Lesetext
============================================================
Bestechungsskandal Gekaufte Noten: „Habe immer ein schlechtes Gewissen gehabt“
Eine Sachbearbeiterin der Universität Duisburg-Essen manipuliert die Noten von Studierenden und kassiert dafür Schmiergeld. Vor Gericht kämpft sie mit den Tränen.

Essen - Jahrelang schöpfte niemand Verdacht: Zwischen 2017 und 2021 haben sich mindestens 40 Studierende der Universität Duisburg-Essen bessere Noten „gekauft“. Dafür wurde eine ehemalige Sachbearbeiterin geschmiert, die an der Schaltstelle des universitätseigenen IT-Systems saß. Seit Mittwoch steht die 42-Jährige in Essen vor Gericht. Laut Anklage geht es um 199 Notenmanipulationen und fast 120.000 Euro Bestechungsgeld.
Zum Prozessauftakt hat die Ex-Angestellte ein Geständnis abgelegt. „Ich hatte immer ein schlechtes Gewissen“, sagte sie den Richtern des Essener Landgerichts unter Tränen. „Ich habe dafür selbst kein Verständnis.“ Mitangeklagt ist ein früherer Student, der den Kontakt zu den Studierenden hergestellt haben soll.
Bis zu 900 Euro für eine bestandene Prüfung
Laut Anklage wurden zunächst 500 Euro verlangt, um die Note 4,0 – und damit ein „Bestanden“ – zu erreichen. Wegen der hohen Nachfrage soll der Preis in der Folgezeit jedoch kontinuierlich angehoben worden sein – bis auf 900 Euro. Für jede weitere Notenanhebung um 0,3 Punkte sollen zuletzt 50 Euro gefordert worden sein.
Das Geld hat der Mitangeklagte nach eigenen Angaben von den Studierenden in einem Umschlag erhalten. Auf einem Zettel soll dabei die gewünschte Note vermerkt worden sein, die in der Klausur- oder Prüfungsliste verändert werden sollte. Diese Informationen leitete der 39-Jährige an die Sachbearbeiterin weiter.
„Wir konnten unser Glück kaum fassen“
Die ersten beiden Studenten hätten schließlich gleich rund 1.500 Euro gezahlt. „Wir konnten unser Glück kaum fassen“, sagte der 39-Jährige den Richtern. Danach sei es immer weitergegangen. Das Bestechungsgeld wurde angeblich hälftig geteilt.
Von seinem Gesamtanteil will der Ex-Student später unter anderem seine Hochzeit bezahlt haben. Die ehemalige Sachbearbeiterin war nach eigenen Angaben ständig in finanziellen Schwierigkeiten: „Ich konnte nicht mit Geld umgehen.“
Prüfungen zum Teil gar nicht abgelegt
Einige der Studierenden hatten laut Anklage gar nicht an den Prüfungen teilgenommen. Trotzdem waren im IT-System unter ihren Namen später Noten eingetragen - bis hin zur 1,0.
============================================================
Daten zur Punktlokalisierung
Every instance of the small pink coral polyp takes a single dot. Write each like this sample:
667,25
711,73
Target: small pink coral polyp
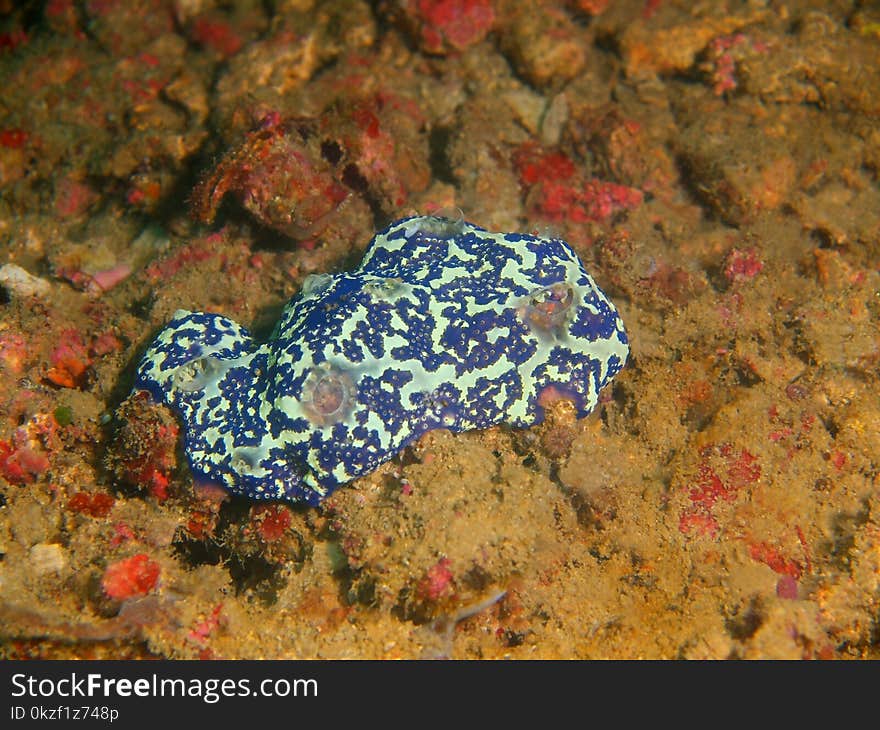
549,308
328,395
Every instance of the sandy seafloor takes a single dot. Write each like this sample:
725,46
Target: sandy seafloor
715,165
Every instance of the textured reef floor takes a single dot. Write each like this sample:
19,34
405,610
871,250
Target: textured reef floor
716,168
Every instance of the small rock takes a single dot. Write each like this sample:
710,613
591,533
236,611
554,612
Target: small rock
19,282
47,558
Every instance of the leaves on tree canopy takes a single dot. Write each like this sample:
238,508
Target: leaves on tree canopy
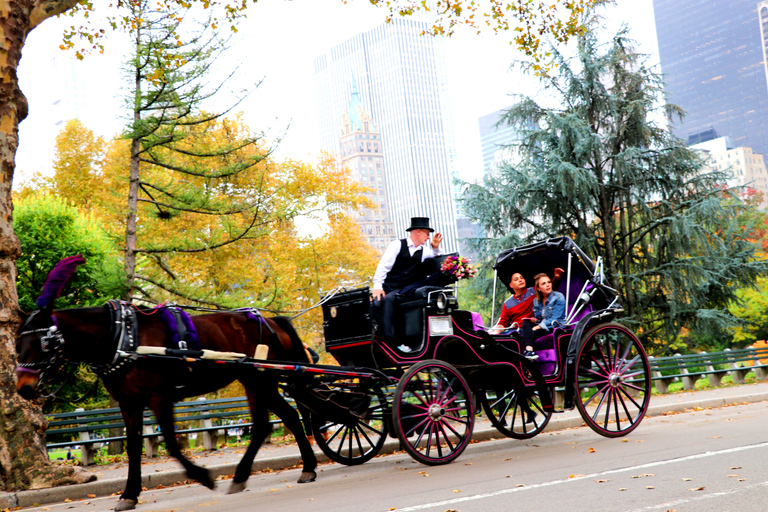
599,169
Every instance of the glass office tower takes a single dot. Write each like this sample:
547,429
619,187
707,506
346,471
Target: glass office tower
713,65
397,77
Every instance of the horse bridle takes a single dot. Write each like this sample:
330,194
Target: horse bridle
51,342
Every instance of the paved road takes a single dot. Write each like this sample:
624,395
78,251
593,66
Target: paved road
702,445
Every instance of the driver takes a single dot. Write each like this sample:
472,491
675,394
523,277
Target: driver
400,266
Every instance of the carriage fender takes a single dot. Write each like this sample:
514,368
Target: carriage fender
573,352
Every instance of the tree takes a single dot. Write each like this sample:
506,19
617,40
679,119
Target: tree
599,169
49,229
22,452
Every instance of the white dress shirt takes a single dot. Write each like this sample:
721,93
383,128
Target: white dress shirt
390,255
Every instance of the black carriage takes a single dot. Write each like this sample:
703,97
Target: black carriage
443,365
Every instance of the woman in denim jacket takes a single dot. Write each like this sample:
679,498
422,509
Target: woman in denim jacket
548,310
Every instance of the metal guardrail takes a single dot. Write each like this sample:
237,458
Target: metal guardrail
89,429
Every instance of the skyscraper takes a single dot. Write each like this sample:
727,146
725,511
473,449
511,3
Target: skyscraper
495,139
396,73
360,138
714,68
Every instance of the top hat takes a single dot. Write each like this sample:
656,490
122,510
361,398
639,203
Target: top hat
420,223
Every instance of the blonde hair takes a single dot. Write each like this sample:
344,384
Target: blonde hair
539,295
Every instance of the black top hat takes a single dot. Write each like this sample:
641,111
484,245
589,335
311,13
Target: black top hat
420,223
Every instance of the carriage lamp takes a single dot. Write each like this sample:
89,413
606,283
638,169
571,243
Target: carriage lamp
442,302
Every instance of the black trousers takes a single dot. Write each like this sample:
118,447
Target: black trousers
384,312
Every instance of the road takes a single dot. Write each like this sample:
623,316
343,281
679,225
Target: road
708,460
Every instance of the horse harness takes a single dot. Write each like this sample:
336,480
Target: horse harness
124,334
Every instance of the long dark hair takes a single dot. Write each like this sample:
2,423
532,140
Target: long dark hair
539,295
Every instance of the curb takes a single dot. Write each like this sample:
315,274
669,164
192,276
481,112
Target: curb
39,497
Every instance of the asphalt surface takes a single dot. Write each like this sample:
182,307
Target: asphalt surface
165,471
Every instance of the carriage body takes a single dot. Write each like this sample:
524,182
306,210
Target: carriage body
595,364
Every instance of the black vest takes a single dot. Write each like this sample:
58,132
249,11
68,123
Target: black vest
406,270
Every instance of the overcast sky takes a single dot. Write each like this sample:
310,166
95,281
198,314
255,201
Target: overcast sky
277,43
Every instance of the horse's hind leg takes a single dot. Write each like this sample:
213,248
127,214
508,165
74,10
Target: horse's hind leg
132,416
163,410
260,430
291,420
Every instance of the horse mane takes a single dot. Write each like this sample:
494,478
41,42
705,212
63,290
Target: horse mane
57,279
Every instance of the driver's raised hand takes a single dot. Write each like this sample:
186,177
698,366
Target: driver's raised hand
437,239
============================================================
Aufgabenstellung
Kopiere aus dem Artikel über den Bestechungsskandal wortgetreu die Passage von „Von seinem Gesamtanteil“ bis einschließlich „hin zur 1,0.“.

Lösung
Von seinem Gesamtanteil will der Ex-Student später unter anderem seine Hochzeit bezahlt haben. Die ehemalige Sachbearbeiterin war nach eigenen Angaben ständig in finanziellen Schwierigkeiten: „Ich konnte nicht mit Geld umgehen.“
Prüfungen zum Teil gar nicht abgelegt
Einige der Studierenden hatten laut Anklage gar nicht an den Prüfungen teilgenommen. Trotzdem waren im IT-System unter ihren Namen später Noten eingetragen - bis hin zur 1,0.